— start of WORKING DATA —

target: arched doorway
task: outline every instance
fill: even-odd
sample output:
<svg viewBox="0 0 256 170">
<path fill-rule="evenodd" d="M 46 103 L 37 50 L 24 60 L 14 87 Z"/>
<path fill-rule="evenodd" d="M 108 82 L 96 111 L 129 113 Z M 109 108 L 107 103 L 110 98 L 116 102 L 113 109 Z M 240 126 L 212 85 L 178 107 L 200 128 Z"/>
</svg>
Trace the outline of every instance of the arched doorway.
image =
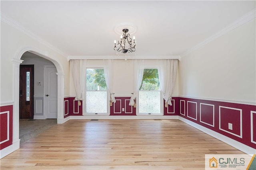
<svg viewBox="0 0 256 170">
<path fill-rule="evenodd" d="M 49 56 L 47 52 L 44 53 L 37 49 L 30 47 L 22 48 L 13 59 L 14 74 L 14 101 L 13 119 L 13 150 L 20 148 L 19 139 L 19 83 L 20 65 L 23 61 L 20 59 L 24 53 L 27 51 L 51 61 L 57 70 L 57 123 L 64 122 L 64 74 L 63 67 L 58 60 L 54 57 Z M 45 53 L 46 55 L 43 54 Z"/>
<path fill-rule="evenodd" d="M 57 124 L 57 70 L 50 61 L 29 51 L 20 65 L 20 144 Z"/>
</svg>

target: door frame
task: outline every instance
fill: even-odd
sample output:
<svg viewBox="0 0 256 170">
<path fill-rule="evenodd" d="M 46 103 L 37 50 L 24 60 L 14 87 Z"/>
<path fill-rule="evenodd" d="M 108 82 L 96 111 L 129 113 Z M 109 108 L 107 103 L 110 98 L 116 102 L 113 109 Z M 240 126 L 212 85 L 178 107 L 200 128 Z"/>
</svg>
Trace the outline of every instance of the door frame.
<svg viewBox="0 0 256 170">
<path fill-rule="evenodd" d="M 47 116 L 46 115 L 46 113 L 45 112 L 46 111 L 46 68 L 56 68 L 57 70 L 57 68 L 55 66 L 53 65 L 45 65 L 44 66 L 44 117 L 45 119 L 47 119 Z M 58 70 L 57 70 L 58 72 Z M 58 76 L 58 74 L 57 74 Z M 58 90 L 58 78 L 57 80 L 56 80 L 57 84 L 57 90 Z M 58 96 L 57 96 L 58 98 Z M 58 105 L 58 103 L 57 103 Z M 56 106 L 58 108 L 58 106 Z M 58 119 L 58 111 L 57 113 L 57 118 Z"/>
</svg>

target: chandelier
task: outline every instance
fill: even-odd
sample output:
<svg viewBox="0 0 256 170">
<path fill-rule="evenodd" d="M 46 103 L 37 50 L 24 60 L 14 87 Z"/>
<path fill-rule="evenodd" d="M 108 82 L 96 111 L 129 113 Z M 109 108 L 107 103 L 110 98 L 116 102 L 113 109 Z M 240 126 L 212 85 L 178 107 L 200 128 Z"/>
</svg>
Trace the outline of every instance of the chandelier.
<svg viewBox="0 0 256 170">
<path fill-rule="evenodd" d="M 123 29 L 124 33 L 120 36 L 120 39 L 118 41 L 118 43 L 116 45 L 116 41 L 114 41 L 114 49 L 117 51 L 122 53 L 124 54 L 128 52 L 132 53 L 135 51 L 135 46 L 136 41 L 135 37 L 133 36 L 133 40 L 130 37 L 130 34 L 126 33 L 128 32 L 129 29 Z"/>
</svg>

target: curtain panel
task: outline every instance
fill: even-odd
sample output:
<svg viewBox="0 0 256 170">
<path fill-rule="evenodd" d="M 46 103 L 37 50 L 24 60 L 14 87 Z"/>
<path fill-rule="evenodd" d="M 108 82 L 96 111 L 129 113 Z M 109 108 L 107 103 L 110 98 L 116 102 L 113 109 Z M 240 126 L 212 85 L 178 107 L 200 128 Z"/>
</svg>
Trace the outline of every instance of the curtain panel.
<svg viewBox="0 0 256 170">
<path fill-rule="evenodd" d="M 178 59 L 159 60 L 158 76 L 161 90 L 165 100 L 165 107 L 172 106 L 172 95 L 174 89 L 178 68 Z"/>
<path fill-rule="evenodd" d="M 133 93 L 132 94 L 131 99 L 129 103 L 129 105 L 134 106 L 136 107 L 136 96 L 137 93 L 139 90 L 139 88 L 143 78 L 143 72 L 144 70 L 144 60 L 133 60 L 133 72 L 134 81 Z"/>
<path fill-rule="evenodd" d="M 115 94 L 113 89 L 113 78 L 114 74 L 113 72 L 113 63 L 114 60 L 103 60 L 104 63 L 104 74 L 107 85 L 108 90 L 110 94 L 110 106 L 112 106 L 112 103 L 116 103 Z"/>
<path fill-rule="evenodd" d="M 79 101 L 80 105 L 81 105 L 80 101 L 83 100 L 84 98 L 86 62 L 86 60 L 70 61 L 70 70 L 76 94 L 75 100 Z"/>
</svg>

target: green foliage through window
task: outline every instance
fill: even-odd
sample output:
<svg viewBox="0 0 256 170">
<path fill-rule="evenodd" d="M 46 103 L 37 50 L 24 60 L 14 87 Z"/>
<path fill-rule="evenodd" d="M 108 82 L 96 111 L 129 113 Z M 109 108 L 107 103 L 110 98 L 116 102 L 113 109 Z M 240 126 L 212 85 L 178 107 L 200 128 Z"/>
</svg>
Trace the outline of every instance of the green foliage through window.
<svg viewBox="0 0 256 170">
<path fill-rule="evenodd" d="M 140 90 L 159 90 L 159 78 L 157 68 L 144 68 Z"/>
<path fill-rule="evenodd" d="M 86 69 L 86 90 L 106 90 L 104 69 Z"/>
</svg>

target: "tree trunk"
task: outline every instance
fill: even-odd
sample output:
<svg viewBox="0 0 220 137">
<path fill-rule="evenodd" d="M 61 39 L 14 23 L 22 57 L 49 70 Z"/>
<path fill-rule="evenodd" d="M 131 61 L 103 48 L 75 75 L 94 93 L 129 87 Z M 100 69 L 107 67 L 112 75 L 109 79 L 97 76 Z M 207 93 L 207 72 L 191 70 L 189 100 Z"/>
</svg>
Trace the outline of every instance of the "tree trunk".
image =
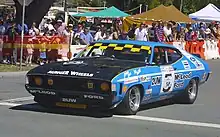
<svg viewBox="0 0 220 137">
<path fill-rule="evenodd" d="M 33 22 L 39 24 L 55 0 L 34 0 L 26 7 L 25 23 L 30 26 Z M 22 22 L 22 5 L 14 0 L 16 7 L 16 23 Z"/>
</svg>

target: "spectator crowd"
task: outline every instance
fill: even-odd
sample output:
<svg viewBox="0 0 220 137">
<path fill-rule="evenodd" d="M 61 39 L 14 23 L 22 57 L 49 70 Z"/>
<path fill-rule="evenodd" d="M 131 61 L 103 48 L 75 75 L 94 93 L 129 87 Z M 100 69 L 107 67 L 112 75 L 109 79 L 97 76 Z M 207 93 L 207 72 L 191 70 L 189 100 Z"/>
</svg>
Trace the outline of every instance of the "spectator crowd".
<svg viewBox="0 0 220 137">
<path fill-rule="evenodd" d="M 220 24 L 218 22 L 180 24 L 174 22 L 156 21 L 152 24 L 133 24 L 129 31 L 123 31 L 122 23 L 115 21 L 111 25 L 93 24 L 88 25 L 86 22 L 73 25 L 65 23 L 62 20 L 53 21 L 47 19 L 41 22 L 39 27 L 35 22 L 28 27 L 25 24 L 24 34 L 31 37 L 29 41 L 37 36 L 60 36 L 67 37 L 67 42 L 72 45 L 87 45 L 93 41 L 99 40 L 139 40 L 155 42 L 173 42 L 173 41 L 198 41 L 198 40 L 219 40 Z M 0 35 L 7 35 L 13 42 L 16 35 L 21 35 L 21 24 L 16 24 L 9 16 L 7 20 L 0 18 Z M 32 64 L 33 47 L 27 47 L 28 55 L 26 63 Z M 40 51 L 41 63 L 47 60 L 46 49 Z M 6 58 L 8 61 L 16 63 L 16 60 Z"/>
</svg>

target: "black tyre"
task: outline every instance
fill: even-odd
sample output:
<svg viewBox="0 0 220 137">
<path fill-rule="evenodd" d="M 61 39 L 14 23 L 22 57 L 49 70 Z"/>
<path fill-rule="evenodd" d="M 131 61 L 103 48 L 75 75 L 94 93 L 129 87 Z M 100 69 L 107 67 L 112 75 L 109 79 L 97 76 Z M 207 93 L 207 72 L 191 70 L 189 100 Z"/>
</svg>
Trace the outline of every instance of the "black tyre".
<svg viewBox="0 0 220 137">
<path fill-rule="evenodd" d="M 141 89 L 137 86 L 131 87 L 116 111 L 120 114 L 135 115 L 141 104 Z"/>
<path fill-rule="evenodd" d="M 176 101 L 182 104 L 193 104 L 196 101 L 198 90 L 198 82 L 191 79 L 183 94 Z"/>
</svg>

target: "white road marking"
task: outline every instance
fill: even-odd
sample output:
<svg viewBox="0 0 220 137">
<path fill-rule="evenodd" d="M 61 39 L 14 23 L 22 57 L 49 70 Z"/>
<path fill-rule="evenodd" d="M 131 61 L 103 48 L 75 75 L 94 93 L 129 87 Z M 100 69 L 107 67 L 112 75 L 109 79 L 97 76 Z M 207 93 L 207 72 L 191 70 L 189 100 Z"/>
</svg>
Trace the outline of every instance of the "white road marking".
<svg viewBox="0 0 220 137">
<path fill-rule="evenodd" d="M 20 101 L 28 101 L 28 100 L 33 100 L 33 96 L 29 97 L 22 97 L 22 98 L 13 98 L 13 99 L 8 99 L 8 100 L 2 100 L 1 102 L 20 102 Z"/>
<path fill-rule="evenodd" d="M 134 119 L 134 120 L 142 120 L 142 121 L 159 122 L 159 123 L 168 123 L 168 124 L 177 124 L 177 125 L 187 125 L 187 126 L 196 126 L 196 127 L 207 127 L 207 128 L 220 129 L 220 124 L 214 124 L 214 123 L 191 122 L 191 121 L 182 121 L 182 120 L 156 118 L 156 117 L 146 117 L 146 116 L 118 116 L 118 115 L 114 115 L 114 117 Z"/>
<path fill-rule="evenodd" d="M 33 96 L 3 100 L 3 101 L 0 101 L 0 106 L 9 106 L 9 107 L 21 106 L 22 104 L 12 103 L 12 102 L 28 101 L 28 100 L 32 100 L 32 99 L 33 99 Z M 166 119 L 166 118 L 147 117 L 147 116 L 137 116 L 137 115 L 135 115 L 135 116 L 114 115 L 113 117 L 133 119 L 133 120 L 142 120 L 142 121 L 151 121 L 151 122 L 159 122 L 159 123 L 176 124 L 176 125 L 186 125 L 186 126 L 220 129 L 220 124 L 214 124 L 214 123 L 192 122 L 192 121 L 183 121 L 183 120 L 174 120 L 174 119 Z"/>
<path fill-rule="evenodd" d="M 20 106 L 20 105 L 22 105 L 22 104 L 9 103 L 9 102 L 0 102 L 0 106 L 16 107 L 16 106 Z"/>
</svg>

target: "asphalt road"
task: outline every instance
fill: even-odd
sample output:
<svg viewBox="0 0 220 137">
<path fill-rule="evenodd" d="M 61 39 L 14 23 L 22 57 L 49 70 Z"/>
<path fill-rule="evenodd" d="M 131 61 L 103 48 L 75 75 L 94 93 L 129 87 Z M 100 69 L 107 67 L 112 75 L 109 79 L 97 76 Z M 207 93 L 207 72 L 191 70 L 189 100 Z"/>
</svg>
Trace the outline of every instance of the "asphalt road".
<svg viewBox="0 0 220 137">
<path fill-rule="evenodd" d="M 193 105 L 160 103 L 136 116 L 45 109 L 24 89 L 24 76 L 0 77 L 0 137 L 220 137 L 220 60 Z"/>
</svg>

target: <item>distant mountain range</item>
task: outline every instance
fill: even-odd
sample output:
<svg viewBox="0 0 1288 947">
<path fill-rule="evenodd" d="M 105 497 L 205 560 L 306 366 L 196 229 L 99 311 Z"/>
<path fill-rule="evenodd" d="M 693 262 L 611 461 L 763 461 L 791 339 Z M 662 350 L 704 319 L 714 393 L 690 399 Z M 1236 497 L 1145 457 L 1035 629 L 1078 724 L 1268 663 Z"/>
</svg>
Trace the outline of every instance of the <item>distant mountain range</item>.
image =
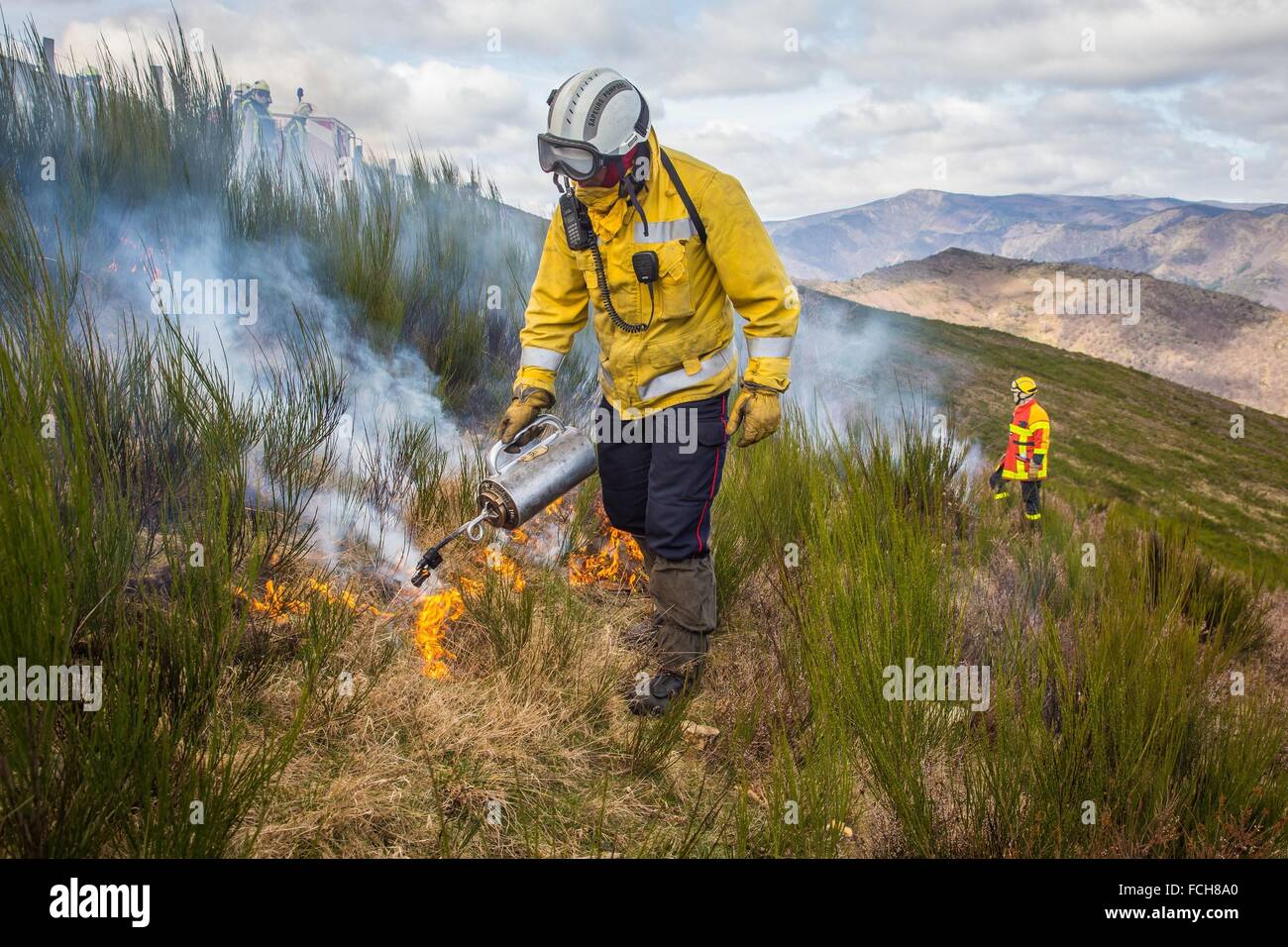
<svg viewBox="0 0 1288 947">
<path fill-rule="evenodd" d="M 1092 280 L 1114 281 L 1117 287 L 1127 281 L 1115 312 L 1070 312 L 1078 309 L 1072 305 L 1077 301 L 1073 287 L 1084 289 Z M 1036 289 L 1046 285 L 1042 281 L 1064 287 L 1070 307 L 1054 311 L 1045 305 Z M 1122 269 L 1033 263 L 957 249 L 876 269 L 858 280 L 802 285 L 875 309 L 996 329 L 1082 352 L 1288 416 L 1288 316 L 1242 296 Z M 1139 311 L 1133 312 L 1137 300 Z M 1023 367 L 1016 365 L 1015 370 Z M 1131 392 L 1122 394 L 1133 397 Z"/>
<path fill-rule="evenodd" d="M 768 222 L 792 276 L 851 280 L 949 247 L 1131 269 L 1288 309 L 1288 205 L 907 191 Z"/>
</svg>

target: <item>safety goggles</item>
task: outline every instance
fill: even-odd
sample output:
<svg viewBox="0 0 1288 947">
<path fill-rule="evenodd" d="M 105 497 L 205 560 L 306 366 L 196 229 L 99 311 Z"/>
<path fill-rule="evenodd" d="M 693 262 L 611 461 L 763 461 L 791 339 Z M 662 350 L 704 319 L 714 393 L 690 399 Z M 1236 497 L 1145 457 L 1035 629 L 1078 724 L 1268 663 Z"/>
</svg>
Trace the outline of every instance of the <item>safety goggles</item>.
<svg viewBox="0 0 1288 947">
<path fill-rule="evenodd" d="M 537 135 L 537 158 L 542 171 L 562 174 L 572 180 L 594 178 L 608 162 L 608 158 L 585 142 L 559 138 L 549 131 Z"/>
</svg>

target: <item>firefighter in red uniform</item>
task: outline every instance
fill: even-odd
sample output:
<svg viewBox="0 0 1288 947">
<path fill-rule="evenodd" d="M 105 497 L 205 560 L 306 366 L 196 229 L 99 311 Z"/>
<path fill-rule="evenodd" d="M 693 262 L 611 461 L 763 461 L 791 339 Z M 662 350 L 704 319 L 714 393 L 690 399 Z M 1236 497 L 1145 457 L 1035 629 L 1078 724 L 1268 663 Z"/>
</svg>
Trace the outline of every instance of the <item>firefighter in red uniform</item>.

— end of WORKING DATA —

Give the listing above, from the line containing "target: <item>firefighter in" through its last line, as a JSON list of strings with one string per line and any blank lines left out.

[
  "target: <item>firefighter in red uniform</item>",
  "task: outline every instance",
  "fill: even-odd",
  "sample output:",
  "<svg viewBox=\"0 0 1288 947\">",
  "<path fill-rule=\"evenodd\" d=\"M 105 497 L 205 560 L 306 366 L 196 229 L 99 311 Z\"/>",
  "<path fill-rule=\"evenodd\" d=\"M 693 262 L 611 461 L 763 461 L 791 339 Z M 662 350 L 704 319 L 714 393 L 690 399 Z M 1236 497 L 1145 457 L 1035 629 L 1078 724 L 1268 663 Z\"/>",
  "</svg>",
  "Trace the outline of every instance of the <item>firefighter in red uniform</item>."
]